Team Members
- Ryan Choi
- Karla Giron
- Mallorie Plevyak
- Benjamin Smoker
Mentor
Christopher Muir
Abstract
Throughout the semester, a drill powered cart was designed, manufactured, assembled, and tested. This project consisted of multiple subsystems that included drivetrain, steering, ergonomics & braking, and frame. The purpose was to develop a mode of transportation that was not reliant on fossil fuels to be driven. During the development of the cart, there were several components to consider for the project’s success such as identifying the requirements, specifications, and deliverables. For the mechanical analysis of the designs, Siemens NX was used by all subsystems to conduct thorough Finite Element Analysis (FEA) of cart parts. For manufacturing, various tools were used such as the Shop-Bot, mill, lathe, bandsaw, along with many others in the Rettner Machine Shop. After manufacturing, the cart was assembled by integrating all of the different systems into one product. Tests were then performed to determine the success of the initial requirements & specifications that were laid out prior to the start of the project. Although the cart was assembled, through more time, the cart would have been better developed, driving smoother and more efficiently.
Project Description
Requirements
- The cart cannot have two wheels.
- The accelerator, clutch, and brake will all be hand activated
and reachable by the driver. - The clutch will be designed in-house by the team.
- The frame will be made of plywood and cut on the Shop Bot.
- The cart will be operated with a single drill, mounted on the
frame at the rear to transmit power to the wheels. - The cart will have proper safety precautions, such as a
seatbelt, helmet, horn, and guarding, outlined by the sponsor - The cart will be able to complete more than one lapse.
- Each cart team will use the same tires and drill.
- The cart will use Ackerman steering angles.

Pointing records
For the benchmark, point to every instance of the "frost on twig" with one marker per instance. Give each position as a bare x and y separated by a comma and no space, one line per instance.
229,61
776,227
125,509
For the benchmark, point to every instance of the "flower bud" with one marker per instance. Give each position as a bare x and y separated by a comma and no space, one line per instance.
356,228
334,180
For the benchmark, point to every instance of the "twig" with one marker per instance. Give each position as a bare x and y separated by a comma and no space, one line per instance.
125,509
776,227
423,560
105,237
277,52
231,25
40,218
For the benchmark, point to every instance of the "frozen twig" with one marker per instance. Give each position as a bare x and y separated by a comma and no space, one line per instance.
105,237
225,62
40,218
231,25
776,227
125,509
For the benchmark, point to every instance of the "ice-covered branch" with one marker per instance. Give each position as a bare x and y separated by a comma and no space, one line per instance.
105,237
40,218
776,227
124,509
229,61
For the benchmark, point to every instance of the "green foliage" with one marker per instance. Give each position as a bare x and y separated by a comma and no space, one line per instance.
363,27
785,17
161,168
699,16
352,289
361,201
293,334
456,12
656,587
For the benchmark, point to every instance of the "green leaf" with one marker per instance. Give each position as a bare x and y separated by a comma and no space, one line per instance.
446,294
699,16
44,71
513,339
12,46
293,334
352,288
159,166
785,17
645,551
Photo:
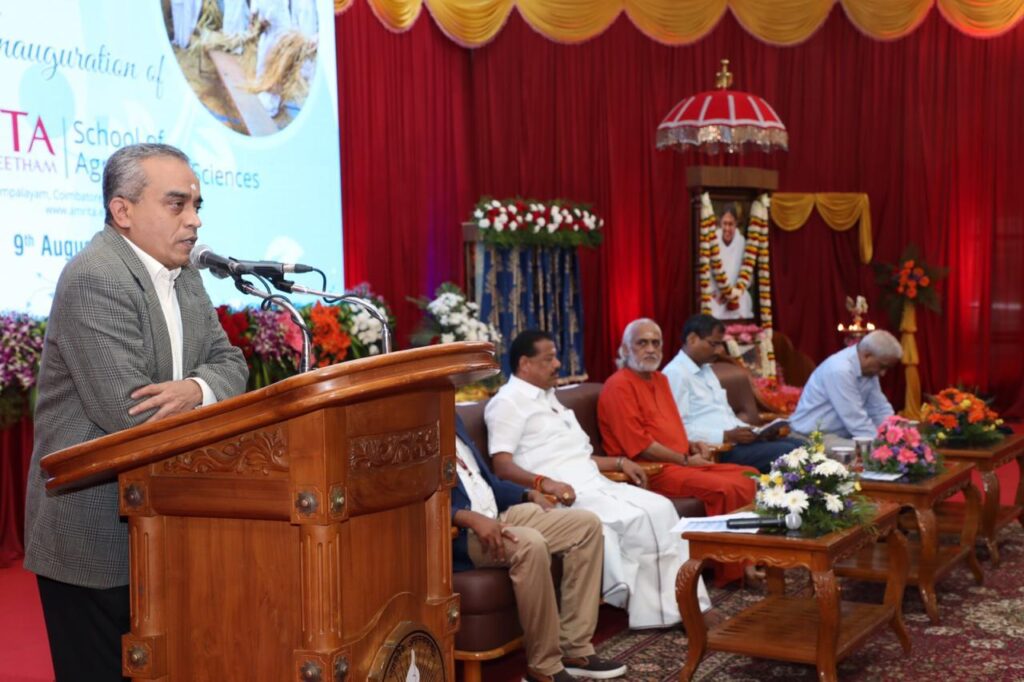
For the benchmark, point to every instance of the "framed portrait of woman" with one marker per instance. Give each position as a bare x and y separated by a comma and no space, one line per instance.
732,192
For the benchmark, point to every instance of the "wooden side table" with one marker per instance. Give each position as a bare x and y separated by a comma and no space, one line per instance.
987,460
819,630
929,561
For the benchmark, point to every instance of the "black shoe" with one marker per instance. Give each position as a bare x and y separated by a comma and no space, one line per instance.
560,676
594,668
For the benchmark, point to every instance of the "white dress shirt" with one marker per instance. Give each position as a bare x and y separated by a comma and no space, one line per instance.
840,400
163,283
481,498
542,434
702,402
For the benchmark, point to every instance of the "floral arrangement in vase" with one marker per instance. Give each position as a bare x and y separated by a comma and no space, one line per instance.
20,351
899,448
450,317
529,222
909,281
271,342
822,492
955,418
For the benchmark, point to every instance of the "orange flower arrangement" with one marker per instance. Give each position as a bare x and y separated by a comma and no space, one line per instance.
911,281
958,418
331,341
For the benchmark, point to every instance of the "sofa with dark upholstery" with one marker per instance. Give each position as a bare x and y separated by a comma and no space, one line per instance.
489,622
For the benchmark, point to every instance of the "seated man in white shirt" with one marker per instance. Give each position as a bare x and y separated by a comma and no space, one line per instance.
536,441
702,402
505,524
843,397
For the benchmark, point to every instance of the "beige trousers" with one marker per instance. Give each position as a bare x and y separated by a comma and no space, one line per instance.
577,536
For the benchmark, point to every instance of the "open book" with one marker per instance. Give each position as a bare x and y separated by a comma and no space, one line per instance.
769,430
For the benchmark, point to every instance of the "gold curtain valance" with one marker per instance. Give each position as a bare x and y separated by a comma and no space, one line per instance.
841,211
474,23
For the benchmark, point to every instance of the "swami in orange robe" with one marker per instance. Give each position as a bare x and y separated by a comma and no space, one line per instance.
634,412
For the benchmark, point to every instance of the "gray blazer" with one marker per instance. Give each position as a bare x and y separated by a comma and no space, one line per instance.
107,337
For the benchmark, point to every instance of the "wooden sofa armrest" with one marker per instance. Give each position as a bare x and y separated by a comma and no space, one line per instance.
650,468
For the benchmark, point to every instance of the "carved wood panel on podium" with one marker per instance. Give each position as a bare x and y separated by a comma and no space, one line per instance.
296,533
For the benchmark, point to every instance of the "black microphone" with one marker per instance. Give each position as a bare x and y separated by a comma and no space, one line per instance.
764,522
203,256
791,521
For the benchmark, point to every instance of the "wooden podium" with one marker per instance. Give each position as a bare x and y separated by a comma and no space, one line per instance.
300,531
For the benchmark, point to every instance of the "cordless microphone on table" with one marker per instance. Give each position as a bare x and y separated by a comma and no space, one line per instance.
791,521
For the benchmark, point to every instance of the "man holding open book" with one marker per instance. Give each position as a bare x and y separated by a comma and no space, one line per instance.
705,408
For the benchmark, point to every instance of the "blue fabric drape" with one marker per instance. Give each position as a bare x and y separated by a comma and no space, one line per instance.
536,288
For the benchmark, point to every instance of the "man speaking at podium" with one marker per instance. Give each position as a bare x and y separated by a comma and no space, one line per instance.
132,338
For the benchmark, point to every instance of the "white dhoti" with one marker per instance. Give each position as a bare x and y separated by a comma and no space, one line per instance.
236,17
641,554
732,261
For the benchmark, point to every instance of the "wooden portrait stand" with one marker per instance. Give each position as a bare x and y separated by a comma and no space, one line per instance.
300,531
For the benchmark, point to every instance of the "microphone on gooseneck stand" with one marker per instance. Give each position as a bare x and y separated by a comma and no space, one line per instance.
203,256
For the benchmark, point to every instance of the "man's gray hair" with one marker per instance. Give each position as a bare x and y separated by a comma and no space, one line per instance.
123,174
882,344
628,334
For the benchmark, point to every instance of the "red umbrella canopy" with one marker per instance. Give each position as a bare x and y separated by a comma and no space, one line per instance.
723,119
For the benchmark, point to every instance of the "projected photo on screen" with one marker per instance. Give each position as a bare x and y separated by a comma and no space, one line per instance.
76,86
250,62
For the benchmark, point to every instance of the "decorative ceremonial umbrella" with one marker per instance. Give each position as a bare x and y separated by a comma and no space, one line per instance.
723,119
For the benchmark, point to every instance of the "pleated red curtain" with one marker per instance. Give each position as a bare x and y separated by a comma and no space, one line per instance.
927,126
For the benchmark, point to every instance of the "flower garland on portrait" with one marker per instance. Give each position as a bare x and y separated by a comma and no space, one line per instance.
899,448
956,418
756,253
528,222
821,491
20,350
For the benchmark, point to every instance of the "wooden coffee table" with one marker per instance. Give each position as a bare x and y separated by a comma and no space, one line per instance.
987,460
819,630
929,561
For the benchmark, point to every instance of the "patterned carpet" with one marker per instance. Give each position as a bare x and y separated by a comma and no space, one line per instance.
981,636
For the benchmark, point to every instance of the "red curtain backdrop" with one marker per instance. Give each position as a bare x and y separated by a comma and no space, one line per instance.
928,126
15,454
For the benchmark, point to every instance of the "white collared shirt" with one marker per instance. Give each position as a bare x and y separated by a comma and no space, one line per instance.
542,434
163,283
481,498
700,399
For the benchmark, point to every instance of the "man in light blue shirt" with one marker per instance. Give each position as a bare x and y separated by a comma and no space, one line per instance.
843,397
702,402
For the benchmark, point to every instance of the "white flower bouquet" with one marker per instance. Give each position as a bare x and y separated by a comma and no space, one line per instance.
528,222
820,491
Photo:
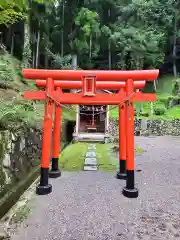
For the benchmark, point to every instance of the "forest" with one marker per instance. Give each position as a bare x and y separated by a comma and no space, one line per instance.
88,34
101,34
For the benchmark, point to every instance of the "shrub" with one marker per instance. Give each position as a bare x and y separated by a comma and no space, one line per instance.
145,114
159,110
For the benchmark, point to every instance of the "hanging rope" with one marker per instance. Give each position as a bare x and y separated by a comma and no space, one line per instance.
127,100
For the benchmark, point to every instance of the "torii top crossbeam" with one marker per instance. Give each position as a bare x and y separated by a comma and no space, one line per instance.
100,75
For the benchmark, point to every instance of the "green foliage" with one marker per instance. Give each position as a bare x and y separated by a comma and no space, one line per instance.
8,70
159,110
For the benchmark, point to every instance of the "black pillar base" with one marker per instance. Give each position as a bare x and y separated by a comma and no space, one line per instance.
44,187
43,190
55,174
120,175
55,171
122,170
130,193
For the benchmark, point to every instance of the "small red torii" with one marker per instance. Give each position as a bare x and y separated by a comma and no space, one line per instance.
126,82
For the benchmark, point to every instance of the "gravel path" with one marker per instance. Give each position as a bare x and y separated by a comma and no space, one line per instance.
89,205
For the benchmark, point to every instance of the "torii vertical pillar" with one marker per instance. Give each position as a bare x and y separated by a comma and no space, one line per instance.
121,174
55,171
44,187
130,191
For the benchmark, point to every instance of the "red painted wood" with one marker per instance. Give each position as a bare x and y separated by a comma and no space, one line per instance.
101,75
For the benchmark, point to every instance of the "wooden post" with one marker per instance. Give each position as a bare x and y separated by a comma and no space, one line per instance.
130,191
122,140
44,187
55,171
---
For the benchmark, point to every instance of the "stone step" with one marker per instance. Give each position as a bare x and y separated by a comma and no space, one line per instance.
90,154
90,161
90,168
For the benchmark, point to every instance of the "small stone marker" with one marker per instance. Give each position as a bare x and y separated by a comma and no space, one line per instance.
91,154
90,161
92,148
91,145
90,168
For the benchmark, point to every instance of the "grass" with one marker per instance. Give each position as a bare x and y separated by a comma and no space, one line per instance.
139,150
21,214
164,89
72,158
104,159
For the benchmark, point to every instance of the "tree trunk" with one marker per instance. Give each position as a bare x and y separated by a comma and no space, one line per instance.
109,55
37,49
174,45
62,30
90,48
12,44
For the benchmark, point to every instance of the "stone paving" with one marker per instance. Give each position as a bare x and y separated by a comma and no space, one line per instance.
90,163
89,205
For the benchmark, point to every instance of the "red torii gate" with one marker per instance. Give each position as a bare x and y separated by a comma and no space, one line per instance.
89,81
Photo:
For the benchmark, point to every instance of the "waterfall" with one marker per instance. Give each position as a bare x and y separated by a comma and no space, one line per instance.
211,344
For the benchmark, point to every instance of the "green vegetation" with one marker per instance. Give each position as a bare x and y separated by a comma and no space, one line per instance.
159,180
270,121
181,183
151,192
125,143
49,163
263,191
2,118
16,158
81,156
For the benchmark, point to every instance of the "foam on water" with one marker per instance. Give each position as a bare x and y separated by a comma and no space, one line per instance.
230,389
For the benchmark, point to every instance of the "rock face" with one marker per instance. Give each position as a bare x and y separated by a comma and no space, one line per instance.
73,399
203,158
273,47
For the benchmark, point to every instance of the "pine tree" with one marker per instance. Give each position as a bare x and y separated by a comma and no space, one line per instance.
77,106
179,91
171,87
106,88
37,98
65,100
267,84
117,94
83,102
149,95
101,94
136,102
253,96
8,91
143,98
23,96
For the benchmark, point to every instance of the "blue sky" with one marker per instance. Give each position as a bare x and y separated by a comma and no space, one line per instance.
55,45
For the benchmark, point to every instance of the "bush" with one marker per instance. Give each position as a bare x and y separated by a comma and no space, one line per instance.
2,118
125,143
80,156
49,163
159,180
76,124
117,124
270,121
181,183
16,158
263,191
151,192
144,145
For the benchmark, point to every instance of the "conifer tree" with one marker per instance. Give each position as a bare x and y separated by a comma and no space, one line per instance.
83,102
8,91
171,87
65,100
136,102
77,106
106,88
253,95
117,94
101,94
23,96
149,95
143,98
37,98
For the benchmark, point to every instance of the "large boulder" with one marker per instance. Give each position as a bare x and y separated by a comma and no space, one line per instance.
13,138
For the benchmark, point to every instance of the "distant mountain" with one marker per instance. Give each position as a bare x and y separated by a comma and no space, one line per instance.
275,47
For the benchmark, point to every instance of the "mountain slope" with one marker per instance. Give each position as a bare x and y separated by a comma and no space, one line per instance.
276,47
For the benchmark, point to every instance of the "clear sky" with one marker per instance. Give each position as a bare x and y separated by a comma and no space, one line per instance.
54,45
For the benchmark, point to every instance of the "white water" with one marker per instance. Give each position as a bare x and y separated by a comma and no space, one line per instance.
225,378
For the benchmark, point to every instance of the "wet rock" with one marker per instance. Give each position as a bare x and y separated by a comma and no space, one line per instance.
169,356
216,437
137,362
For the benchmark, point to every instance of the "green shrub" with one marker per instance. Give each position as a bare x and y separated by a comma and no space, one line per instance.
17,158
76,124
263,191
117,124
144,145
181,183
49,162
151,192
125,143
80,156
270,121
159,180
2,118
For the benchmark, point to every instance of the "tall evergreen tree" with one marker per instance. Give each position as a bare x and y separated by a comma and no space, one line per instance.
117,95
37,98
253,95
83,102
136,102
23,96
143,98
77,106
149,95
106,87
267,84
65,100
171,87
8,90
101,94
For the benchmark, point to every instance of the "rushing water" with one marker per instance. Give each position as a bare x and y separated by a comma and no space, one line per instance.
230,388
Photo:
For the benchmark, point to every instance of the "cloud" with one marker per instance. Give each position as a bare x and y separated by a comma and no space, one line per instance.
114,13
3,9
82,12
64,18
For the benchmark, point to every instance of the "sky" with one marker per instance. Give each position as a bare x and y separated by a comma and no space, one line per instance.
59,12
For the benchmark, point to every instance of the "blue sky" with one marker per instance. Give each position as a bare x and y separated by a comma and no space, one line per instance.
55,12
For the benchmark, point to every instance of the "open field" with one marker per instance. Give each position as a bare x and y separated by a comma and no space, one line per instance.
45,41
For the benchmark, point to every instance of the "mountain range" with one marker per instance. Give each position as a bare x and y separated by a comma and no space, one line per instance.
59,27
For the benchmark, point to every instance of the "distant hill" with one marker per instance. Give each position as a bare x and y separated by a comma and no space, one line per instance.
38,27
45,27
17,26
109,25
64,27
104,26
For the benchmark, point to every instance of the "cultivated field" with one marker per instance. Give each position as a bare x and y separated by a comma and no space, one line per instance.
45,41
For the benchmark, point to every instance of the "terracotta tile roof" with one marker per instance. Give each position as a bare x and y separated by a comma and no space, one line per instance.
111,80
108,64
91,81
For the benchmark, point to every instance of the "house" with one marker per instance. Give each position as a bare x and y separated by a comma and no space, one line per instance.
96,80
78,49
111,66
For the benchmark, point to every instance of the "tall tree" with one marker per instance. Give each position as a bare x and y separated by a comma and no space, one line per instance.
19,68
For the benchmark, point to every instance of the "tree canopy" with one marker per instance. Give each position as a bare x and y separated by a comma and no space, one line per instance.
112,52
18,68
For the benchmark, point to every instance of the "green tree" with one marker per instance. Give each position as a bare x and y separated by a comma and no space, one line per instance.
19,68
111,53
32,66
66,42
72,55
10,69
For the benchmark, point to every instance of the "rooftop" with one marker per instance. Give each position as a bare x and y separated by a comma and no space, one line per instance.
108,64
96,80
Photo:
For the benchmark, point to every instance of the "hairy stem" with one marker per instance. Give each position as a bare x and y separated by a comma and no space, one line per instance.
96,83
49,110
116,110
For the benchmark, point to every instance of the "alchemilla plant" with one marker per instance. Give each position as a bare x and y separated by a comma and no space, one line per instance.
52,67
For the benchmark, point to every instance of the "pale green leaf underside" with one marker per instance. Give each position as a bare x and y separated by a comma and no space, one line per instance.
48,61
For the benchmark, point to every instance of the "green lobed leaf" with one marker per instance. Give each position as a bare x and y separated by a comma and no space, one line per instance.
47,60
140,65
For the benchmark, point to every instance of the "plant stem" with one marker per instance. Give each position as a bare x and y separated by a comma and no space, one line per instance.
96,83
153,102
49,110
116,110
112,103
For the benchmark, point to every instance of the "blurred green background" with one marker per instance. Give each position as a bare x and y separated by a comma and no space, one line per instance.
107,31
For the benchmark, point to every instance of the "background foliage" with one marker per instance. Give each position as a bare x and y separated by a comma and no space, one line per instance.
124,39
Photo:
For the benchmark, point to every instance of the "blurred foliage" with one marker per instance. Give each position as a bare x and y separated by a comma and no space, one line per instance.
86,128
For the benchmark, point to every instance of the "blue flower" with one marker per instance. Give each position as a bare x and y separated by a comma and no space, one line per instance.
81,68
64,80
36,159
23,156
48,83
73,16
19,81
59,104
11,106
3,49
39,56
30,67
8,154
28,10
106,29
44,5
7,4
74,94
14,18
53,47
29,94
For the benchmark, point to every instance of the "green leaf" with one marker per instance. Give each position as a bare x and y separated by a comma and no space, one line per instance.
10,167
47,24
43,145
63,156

*PROMPT A*.
Decide whether each statement agrees with the drill-powered cart text. Answer yes or no for each, and quote the words from the text that decide it.
(i) The cart frame is to be made of plywood and cut on the Shop Bot.
(ii) Each cart team may choose its own tires.
(iii) All subsystems used Siemens NX for Finite Element Analysis of cart parts.
*PROMPT B*.
Pick up the drill-powered cart text after its final line and continue it in the same style.

*REPLY A*.
(i) Yes: "The frame will be made of plywood and cut on the Shop Bot."
(ii) No: "Each cart team will use the same tires and drill."
(iii) Yes: "Siemens NX was used by all subsystems to conduct thorough Finite Element Analysis (FEA) of cart parts."

*REPLY B*.
- The drill will lock and stay on.
Specifications
- The cart cannot have a breaking distance exceeding 15ft.
- The cart must have a turning radius smaller than 10ft.
- The difference in weight of the cart and driver between both teams will not exceed 5lbf.
- The maximum speed of the cart cannot exceed 25 mph.
- The diameter of the wheel should be 10 inches.
- The same drill will be used between both teams.
- The thickness of the plywood will be 0.5 inches.
- The driver must be switched every 2 laps during the race.
- The bottom of the frame must be at least 8 in. above the ground.
- The length and width of the cart must be less than 5 ft. and 4 ft. respectively.
Concept Selection
Drivetrain/Clutch: Three different concepts for the drivetrain were considered. Since there was no major improvements on the effectiveness of the other designs, the design chosen was the simplest to implement.
Ergonomics: The flow analysis has been conducted to compare the aerodynamic profiles of different driving positions. The reclined position has shown the highest aerodynamic efficiency according to the result.
Frame: Four different designes were modeled and analyzed in Siemens NX. Considering that minimizing displacement was cruicial for the fram analysis, the design 3 was chosen to be optimized through topology optimization.
Steering: Direct pedals were easier to produce, easier to attach to frame and had significant improvements in other areas. Due to space considerations, the pedals were moved to the front of the system.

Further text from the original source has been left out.